■ What the exercise asks ■
Lay out the material as a Markdown table with the columns Row and Line. Cover everything from its first line through the line containing "291, 86, 304, 101", both ends included, and leave out blank lines.

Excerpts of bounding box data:
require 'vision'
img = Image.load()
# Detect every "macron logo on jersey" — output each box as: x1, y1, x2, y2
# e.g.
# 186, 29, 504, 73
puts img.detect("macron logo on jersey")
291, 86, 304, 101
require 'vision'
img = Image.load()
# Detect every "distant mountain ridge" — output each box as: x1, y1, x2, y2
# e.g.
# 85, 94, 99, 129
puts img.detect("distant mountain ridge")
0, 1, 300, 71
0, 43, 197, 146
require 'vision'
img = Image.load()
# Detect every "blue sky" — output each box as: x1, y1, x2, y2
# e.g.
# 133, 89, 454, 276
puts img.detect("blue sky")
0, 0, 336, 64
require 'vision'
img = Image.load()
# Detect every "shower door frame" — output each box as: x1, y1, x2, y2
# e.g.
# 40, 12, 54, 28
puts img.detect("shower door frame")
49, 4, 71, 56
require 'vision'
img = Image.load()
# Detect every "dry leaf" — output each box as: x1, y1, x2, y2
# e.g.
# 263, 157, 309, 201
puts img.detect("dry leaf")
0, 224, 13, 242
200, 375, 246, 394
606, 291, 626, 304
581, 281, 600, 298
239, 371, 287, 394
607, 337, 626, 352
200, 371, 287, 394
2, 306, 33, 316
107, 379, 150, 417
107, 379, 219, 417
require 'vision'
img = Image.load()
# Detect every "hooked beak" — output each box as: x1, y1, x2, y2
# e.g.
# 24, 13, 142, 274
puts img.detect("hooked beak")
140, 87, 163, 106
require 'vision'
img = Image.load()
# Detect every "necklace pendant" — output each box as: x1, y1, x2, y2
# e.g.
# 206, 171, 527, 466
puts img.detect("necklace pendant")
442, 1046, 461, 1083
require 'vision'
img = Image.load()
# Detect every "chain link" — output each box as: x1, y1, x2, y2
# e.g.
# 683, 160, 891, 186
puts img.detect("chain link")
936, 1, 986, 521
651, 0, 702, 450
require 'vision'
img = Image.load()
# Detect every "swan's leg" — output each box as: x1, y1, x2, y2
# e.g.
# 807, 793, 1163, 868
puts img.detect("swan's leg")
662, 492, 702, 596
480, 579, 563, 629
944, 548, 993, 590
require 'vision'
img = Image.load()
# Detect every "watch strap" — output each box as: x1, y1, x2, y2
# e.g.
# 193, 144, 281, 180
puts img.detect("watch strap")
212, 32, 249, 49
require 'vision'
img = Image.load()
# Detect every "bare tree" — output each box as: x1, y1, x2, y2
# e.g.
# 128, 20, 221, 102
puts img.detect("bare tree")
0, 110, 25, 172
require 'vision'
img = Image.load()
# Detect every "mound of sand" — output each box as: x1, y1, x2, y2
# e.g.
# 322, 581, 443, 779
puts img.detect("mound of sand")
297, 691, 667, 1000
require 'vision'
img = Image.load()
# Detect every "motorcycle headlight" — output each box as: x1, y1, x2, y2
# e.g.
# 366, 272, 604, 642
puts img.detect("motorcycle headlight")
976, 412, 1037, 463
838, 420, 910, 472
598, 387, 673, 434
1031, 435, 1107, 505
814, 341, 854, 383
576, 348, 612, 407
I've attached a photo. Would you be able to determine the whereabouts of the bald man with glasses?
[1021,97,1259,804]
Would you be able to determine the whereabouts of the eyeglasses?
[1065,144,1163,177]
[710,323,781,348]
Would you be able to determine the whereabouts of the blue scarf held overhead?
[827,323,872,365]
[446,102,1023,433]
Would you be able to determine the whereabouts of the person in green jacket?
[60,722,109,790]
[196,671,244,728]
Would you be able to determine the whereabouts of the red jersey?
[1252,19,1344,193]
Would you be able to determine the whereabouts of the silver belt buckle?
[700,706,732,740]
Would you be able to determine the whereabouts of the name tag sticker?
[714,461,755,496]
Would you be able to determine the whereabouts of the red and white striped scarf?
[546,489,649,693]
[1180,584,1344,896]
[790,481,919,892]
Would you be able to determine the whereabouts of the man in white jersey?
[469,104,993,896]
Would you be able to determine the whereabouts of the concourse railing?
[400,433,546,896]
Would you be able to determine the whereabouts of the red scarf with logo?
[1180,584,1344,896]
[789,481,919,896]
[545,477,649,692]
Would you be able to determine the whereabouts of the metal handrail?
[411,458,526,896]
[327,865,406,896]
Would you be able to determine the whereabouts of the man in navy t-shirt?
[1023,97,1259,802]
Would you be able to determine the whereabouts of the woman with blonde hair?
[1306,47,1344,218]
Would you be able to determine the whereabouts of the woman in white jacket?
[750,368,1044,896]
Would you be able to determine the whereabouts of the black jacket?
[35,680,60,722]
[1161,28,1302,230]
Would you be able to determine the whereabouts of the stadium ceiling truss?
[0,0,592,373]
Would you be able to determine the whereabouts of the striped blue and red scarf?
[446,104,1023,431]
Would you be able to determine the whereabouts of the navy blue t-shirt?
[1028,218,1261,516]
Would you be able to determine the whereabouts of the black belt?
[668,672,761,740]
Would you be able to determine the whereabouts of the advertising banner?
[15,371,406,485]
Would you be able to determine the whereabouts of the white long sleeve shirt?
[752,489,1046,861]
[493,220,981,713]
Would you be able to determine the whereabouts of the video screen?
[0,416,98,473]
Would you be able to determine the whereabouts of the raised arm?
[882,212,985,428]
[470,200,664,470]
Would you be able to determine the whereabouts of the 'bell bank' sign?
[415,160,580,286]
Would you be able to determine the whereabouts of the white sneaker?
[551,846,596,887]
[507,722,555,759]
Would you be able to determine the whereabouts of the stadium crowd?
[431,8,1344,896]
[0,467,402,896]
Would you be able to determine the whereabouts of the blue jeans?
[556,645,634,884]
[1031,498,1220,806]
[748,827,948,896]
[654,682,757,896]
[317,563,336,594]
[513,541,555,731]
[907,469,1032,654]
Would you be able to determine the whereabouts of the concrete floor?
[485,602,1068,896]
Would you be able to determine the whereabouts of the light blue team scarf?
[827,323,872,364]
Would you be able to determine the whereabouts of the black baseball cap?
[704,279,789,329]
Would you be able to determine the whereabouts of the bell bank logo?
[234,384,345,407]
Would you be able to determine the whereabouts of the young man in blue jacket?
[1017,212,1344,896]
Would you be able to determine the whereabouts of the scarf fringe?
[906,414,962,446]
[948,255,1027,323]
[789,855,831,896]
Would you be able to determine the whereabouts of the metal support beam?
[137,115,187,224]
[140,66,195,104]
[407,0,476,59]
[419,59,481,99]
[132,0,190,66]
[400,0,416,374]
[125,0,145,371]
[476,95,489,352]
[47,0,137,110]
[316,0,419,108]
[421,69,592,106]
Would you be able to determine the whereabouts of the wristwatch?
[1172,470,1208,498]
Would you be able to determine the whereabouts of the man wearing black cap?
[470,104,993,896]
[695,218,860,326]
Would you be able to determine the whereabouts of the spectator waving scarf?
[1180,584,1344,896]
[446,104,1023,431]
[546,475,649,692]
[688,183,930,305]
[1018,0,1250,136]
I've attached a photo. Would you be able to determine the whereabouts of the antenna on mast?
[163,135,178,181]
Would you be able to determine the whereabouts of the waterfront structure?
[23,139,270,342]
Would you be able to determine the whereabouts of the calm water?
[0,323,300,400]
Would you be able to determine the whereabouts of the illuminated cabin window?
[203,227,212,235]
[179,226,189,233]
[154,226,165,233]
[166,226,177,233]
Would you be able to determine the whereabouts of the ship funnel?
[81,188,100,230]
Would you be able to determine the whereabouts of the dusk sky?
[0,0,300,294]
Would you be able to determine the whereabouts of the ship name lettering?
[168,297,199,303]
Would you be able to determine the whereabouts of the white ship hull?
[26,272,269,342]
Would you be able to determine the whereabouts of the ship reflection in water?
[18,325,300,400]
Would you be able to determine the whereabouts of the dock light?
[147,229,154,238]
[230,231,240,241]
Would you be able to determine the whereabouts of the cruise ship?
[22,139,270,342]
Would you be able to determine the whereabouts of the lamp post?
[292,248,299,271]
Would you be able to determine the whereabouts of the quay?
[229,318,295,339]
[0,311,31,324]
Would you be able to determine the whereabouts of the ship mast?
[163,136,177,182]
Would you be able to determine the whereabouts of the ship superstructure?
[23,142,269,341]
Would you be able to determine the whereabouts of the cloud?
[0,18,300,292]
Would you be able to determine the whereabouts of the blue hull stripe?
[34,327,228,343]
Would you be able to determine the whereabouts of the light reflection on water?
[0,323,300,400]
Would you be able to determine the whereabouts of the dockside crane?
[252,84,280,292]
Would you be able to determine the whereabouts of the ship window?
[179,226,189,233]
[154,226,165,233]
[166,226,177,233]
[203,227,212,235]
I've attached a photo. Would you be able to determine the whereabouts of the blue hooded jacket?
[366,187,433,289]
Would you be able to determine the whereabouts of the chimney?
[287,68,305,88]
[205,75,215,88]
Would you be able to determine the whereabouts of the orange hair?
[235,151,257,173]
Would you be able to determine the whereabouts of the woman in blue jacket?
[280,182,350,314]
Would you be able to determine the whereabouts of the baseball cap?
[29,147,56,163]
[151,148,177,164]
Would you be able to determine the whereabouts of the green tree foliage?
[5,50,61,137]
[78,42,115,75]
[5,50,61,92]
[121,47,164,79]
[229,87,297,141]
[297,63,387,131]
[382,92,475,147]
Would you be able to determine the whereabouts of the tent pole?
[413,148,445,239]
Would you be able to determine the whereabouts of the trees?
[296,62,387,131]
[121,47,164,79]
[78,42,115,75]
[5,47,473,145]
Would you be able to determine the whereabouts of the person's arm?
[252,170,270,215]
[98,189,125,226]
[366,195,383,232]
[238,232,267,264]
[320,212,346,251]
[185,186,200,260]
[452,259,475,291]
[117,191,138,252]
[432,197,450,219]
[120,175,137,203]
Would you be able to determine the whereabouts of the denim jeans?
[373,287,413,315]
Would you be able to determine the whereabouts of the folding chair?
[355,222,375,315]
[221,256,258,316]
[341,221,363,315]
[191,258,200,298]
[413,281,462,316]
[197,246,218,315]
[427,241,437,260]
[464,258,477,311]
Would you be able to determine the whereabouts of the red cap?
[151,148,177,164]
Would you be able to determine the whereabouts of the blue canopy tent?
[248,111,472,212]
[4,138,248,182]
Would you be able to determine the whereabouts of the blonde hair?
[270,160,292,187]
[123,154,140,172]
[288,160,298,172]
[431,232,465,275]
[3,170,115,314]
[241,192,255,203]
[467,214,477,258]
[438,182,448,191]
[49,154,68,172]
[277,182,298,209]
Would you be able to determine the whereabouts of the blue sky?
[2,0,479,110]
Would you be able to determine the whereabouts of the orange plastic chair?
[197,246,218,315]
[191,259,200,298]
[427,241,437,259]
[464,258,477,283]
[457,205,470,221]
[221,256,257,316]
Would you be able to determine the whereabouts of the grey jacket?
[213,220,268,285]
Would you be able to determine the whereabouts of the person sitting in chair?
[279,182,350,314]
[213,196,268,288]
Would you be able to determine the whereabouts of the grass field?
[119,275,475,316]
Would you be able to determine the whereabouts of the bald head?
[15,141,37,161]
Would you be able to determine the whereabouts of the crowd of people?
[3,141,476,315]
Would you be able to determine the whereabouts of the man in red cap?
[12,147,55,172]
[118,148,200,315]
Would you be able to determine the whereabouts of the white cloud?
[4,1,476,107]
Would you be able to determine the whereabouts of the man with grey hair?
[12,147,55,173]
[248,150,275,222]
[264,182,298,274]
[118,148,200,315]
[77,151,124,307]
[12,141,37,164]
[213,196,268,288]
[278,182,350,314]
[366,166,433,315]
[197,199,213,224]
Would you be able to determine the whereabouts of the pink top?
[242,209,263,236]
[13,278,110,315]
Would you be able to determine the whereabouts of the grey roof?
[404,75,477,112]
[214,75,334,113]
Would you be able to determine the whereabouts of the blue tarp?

■ Answer to the task ■
| Row | Line |
|---|---|
| 1 | require 'vision' |
| 2 | img = Image.load() |
| 3 | # Detect every "macron logo on jersey" — output each box as: x1, y1, x2, y2 |
| 4 | # e.g. |
| 5 | # 186, 29, 504, 73 |
| 6 | puts img.detect("macron logo on jersey") |
| 7 | 291, 86, 304, 101 |